## [Excerpt from a dataset]
• • • •

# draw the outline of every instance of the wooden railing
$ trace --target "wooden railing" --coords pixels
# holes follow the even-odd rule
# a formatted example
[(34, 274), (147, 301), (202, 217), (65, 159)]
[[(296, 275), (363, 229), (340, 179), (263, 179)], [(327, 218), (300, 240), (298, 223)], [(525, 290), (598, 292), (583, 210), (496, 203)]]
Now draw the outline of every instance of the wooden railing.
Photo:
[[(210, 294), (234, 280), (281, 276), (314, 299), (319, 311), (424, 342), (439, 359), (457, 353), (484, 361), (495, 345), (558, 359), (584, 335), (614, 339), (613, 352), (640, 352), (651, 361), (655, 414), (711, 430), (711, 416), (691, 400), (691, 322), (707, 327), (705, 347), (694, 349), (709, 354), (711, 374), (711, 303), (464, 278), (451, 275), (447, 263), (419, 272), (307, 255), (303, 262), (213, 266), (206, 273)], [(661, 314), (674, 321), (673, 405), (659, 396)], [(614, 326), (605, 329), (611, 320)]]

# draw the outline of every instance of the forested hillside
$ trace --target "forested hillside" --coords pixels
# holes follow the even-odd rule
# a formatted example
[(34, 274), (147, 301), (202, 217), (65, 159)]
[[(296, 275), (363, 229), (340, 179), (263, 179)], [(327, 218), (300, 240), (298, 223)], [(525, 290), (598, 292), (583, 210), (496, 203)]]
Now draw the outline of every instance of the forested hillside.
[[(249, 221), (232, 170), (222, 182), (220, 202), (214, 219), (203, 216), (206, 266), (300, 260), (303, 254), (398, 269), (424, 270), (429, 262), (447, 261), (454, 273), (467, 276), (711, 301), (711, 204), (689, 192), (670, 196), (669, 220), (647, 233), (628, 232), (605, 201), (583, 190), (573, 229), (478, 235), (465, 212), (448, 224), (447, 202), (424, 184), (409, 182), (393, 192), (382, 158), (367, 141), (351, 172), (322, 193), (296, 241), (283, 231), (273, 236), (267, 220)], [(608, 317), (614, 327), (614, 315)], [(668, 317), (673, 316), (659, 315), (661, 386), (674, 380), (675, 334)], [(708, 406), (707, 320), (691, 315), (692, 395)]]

• • • •

Write out every entry again, keeping each line exactly the same.

## [PROBLEM SOLUTION]
# draw the outline of every instance of the wooden railing
$ trace --target "wooden railing" --coords pixels
# holes follow the even-odd rule
# a formatted example
[(34, 274), (147, 301), (202, 217), (65, 159)]
[[(296, 275), (363, 229), (340, 179), (263, 179)], [(327, 218), (300, 240), (298, 223)], [(525, 290), (598, 292), (583, 210), (496, 203)]]
Now draw the outline of every instance of the wooden railing.
Photo:
[[(210, 294), (234, 280), (281, 276), (314, 299), (319, 311), (424, 342), (439, 359), (457, 353), (484, 361), (495, 345), (558, 359), (584, 335), (614, 339), (613, 352), (640, 352), (651, 361), (655, 414), (711, 430), (711, 416), (691, 400), (691, 322), (707, 327), (705, 347), (694, 349), (709, 354), (711, 374), (711, 303), (464, 278), (451, 275), (447, 263), (419, 272), (307, 255), (303, 262), (213, 266), (206, 273)], [(661, 314), (674, 321), (673, 405), (659, 396)], [(614, 326), (605, 329), (611, 320)]]

# draw the outline of every instance of the forested hillside
$ trace --target "forested hillside" --coords pixels
# holes follow the even-odd rule
# a formatted example
[(34, 274), (147, 301), (202, 217), (65, 159)]
[[(296, 275), (363, 229), (340, 179), (263, 179)], [(327, 218), (300, 240), (298, 223)], [(525, 290), (598, 292), (583, 210), (496, 203)]]
Now draw the outline of every instance of the forested hillside.
[[(249, 221), (232, 170), (222, 182), (220, 202), (214, 219), (203, 216), (206, 266), (300, 260), (303, 254), (398, 269), (424, 270), (429, 262), (447, 261), (454, 273), (467, 276), (711, 301), (711, 204), (689, 192), (670, 196), (669, 220), (647, 233), (628, 232), (605, 201), (583, 190), (573, 229), (478, 235), (465, 212), (448, 224), (447, 202), (424, 184), (409, 182), (393, 192), (382, 158), (367, 141), (351, 172), (322, 193), (296, 241), (283, 231), (273, 236), (267, 220)], [(608, 317), (614, 327), (614, 315)], [(668, 317), (673, 316), (659, 315), (661, 386), (674, 380), (675, 334)], [(708, 406), (707, 320), (691, 315), (692, 395)]]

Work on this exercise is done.